Requirement:
Count the lines below that contain the string "covered", treating case as significant. Give only the number.

** START Data supplied **

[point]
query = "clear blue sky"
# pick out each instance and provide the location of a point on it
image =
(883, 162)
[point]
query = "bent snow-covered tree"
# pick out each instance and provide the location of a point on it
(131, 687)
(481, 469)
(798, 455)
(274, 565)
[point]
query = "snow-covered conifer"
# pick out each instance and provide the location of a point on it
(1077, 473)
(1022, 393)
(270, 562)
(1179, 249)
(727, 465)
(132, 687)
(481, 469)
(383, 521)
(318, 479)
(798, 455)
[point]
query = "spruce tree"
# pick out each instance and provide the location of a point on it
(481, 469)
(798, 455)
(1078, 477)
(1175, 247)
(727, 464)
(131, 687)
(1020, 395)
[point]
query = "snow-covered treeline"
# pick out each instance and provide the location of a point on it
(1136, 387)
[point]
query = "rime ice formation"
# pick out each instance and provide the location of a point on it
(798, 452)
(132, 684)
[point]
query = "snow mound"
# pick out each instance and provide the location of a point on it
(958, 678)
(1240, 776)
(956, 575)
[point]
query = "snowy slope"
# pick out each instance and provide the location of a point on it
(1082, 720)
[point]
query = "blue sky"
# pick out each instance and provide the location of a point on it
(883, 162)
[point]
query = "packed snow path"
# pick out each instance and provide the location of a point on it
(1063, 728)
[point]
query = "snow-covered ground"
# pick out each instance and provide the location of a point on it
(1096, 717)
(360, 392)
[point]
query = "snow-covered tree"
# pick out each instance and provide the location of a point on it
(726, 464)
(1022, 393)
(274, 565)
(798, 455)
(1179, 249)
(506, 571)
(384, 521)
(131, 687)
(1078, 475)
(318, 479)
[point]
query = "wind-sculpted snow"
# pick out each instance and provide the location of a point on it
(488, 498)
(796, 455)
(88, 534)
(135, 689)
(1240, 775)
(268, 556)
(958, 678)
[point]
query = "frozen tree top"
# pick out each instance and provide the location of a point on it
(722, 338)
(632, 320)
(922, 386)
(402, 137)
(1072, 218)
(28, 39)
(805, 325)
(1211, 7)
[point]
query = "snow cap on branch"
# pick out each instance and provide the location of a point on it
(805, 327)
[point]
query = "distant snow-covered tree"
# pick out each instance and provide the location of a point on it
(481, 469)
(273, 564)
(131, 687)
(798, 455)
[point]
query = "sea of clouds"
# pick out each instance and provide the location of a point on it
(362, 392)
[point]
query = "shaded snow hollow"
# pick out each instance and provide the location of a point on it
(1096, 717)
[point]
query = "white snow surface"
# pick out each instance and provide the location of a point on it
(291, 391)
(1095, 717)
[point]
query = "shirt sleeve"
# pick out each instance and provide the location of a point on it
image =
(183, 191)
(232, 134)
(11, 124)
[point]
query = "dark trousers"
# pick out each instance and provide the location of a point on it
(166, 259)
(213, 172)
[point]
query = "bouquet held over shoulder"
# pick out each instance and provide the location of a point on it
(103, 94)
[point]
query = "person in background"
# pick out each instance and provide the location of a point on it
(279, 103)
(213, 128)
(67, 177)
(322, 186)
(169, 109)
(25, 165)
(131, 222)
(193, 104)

** END Data supplied **
** START Data supplied **

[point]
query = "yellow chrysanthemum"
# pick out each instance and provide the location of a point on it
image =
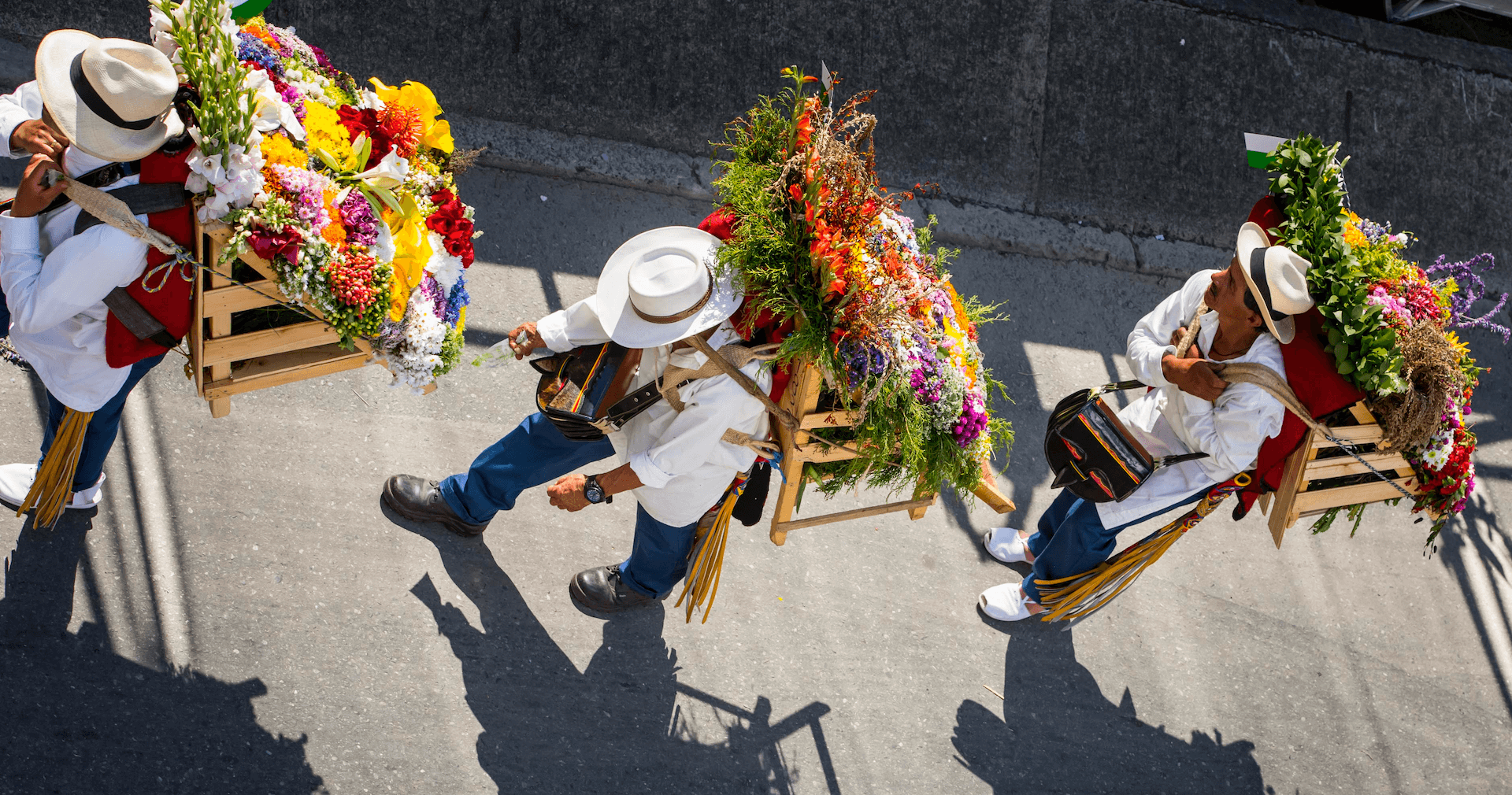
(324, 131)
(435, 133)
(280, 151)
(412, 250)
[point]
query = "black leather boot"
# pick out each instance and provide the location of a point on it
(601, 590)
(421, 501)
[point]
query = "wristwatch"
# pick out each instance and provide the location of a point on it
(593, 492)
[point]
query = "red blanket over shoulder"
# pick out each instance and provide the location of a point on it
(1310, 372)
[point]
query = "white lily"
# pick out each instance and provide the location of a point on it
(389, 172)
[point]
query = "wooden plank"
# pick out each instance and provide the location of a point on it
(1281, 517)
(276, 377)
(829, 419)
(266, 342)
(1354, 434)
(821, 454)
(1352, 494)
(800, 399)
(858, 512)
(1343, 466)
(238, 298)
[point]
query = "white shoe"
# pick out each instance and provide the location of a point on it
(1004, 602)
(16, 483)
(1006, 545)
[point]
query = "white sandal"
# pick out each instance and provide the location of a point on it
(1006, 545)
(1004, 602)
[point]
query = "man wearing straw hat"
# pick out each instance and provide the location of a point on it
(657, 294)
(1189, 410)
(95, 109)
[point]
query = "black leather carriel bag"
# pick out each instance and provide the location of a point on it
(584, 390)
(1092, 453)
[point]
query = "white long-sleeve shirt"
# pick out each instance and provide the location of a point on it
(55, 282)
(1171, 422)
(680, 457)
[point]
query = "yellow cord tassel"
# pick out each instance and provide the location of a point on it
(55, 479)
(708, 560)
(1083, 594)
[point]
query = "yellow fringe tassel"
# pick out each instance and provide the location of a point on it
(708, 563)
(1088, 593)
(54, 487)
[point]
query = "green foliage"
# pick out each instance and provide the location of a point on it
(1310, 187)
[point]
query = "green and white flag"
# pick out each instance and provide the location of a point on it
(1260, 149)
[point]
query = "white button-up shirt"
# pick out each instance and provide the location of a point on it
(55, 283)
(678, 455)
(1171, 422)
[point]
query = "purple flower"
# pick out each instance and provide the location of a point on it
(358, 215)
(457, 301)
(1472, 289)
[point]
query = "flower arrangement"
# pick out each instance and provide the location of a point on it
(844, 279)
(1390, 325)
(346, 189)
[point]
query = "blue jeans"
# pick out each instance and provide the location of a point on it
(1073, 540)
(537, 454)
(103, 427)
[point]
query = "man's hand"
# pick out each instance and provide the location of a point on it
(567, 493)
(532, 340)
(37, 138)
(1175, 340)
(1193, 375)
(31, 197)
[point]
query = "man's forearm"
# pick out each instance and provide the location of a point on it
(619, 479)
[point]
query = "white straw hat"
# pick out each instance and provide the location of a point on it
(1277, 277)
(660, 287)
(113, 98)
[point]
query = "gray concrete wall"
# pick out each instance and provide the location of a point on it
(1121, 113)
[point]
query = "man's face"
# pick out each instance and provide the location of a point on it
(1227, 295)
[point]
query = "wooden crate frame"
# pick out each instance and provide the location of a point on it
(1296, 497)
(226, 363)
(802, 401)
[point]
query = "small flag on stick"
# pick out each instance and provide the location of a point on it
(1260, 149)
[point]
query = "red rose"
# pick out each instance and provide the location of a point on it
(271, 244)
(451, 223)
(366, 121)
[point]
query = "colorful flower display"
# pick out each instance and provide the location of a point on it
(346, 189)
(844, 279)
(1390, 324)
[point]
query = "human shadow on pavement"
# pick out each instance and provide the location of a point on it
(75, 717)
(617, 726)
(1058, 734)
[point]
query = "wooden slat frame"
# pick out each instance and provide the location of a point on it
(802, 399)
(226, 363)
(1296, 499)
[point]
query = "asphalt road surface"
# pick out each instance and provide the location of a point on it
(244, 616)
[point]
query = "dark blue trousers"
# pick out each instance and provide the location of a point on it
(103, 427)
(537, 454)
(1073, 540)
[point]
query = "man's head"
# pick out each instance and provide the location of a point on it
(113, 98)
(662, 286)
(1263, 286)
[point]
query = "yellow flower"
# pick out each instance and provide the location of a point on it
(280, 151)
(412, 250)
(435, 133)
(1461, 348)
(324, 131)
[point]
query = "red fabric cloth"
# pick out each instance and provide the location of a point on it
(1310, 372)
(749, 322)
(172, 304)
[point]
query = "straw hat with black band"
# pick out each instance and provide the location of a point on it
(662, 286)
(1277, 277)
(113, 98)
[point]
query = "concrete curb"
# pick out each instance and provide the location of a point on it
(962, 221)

** END Data supplied **

Answer:
6